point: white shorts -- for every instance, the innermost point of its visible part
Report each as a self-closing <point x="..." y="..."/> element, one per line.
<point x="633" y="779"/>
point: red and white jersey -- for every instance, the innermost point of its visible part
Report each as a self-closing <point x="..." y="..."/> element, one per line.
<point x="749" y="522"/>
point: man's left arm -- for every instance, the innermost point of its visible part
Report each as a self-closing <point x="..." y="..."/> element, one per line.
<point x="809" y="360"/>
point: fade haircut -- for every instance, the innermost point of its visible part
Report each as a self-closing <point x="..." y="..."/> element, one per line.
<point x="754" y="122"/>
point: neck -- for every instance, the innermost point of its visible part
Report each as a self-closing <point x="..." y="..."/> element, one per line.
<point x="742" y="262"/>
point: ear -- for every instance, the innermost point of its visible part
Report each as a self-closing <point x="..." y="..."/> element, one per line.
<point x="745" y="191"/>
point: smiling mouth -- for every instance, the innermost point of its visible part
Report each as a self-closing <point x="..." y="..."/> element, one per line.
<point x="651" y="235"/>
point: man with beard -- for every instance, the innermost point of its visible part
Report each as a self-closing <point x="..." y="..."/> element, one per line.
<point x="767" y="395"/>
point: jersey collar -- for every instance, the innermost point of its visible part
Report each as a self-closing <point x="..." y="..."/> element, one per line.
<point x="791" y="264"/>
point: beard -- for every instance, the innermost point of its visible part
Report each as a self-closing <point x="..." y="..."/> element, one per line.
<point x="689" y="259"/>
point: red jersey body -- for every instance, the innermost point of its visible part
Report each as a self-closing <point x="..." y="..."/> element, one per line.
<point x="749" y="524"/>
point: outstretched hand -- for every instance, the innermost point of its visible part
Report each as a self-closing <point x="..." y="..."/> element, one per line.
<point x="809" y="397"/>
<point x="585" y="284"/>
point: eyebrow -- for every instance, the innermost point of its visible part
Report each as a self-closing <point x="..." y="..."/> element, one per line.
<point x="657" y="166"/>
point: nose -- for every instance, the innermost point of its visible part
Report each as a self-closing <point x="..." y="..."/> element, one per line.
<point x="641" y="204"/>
——
* **Written request**
Can you give the lines again from the line with "point: beard -- for" through the end, switching "eyebrow" to "left eyebrow" and leaving everything else unchanged?

* **The response**
point: beard -- for every instance, the innermost point of its visible part
Report each as a self-closing <point x="..." y="..."/> element, one per line.
<point x="689" y="259"/>
point: red jersey body -- for every instance, the innermost point of its visible part
Report each as a self-closing <point x="..." y="..."/> element, one per line.
<point x="749" y="524"/>
point: outstretched hand -- for every instance, the innermost point of its visible part
Report each as a self-closing <point x="..." y="..."/> element, one per line.
<point x="809" y="397"/>
<point x="585" y="284"/>
point: left eyebrow -- for every instance, the innermost point of its visible part
Report each as a self-closing <point x="..." y="..."/> element, one per line.
<point x="657" y="166"/>
point: nose -- for every instance, the innermost point of its visible part
Report each as a self-closing <point x="..." y="..."/> element, one per line.
<point x="641" y="204"/>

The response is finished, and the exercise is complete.